Extracted text:
——

A certain video on YouTube of a "cute rant" by a young woman recently, that instantly became viral and created an uproar, has warranted serious contemplation of a statement made by the founder of Facebook Mark Zuckerberg that the "age of privacy was over" and its applicability to the Maldives.
Despite international criticism of Zuckerberg’s claims, recent trends beg the question whether the age of privacy in the Maldives was laid to rest by our own hands and by our own choosing.
Pertaining to the referred video, what’s ironic is that she had made the video allegedly not intended for the prying eyes of the whole country, but to air her grievances of “jobless” people stealing her pictures on Facebook and posting it on various social networking groups. The critical reception she received has inspired her to overlook and ignore her complaints of invasion of privacy and make a public spectacle of herself by means of a series of videos now ventured into her views on politics.
She is not alone in her efforts to gain often misguided stardom. Maybe not in the same extreme, most social network users opt to disclose private and intimate elements of our day to day lives that often borders on the mundane and the humdrum.
Ten years ago, people in the Maldives on most parts were bashful, modest and reserved. But the increased access to two minutes of fame at your fingertips provided you are daring and prepared to make a mockery of your pride and dignity is assured.
There was a time with the exception of those in the most intimate parts of our lives; we didn’t really want to know everything that people thought of us. Nor did we want to know everything we thought about them, or share it. A certain amount of artifice was deemed necessary to get through the day.
Increasingly, however, it feels as though those limits are being constantly breached, either voluntarily, accidentally, by force or by shrewd. With blogs, tweets, webcams, Facebook and YouTube, there is always a mic or camera somewhere and it is always running. Our personal diaries have become an open book. The era in which we might reasonably expect to enjoy a conversation that is both autonomous and discreet has sadly come to an end. For the moment at least, we are all living our lives in public.

——

(Records in a dataset)

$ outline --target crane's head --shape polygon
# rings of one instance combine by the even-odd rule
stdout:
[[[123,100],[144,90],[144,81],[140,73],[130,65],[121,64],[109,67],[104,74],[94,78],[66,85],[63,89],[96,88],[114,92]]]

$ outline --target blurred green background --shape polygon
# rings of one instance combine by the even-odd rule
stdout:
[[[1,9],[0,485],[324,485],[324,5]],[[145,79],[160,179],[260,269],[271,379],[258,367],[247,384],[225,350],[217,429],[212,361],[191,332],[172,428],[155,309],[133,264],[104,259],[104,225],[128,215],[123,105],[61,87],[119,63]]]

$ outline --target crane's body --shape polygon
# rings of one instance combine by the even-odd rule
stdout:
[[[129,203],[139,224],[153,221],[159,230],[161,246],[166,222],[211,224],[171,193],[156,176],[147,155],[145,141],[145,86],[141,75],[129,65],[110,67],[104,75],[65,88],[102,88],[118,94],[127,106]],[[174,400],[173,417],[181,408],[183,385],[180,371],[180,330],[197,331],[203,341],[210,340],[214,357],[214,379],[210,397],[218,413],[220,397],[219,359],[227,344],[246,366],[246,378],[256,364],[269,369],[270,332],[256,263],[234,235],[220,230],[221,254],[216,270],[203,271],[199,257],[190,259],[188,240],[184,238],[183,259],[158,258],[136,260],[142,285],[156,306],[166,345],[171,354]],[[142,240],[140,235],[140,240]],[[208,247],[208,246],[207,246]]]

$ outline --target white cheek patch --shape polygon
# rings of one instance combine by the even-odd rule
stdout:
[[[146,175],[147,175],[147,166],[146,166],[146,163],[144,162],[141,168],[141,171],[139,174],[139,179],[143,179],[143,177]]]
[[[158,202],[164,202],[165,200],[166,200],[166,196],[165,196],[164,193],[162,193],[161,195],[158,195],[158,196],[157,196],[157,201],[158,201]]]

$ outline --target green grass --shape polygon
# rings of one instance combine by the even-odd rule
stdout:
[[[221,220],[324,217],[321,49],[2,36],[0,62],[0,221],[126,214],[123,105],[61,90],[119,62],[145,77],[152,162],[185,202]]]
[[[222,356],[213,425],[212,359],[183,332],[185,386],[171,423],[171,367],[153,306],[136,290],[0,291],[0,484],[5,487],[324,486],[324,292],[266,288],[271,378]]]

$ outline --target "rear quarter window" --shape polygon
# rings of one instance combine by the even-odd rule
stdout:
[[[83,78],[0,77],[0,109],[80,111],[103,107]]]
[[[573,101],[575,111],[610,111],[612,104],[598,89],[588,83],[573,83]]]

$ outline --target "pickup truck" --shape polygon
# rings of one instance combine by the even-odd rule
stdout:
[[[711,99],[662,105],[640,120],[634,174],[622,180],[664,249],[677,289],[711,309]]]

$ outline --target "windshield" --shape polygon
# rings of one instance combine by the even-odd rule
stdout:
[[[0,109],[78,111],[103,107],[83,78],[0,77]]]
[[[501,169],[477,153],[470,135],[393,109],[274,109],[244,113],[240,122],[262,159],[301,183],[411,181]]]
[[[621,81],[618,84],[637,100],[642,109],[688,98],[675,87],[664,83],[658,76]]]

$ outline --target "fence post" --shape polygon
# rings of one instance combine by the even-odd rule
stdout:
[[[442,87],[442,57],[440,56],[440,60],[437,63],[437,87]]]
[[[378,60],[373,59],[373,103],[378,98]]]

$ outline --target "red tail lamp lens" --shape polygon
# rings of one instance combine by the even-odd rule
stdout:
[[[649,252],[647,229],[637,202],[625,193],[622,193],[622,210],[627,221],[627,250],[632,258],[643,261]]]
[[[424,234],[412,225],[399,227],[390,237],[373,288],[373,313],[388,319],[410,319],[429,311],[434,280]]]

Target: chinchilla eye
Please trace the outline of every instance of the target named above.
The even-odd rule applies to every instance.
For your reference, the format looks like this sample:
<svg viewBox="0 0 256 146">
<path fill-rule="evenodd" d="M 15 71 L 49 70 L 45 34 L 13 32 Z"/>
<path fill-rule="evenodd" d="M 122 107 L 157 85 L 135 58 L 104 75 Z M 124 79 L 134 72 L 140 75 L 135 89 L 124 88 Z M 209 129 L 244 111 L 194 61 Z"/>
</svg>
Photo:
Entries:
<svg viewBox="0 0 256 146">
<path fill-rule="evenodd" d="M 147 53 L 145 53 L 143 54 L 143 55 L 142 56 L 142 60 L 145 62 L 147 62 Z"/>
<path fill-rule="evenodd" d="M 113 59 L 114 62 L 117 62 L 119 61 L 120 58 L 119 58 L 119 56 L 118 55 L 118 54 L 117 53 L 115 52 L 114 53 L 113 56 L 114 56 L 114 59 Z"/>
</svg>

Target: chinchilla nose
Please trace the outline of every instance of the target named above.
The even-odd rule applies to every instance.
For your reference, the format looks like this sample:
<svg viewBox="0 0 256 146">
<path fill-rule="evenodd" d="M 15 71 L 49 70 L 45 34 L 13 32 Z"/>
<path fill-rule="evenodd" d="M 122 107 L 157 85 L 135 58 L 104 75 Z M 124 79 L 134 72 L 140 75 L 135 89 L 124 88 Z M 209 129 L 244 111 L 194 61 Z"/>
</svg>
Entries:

——

Task directions:
Please continue the opinion piece on privacy in the Maldives from the point where it stops.

Result below:
The personal fallout from all of this is clear and goes beyond mere embarrassment. Numerous websites and groups on social networking sites are dedicated to leaked videos and pictures of the young and not so young during their most intimate and vulnerable moments. While some are involuntary others are consented but most definitely intended for the eyes of a specific person and not for the whole world.
The constricting contours of confidentiality and discretion are not only confined to the general public. A recent trend of political and authoritative figures pronouncing policies, regulations and decisions through social networks has emerged.
Following the recent hacking of website of the Maldives Stock Exchange (MSE), the Police Commissioner ironically chose to tweet the decision to establish a Cyber Crime department. While the announcement was not unprecedented, the Commissioner is known to use his own personal twitter account to relay other such significant developments prompting the media to follow his tweets for imminent tip offs on Police actions.
To further exemplify the significance of social networks, the Attorney General’s office deemed it was important enough to issue an official statement denouncing an active twitter account in the name of the AG, claiming that it was in fact fraudulent.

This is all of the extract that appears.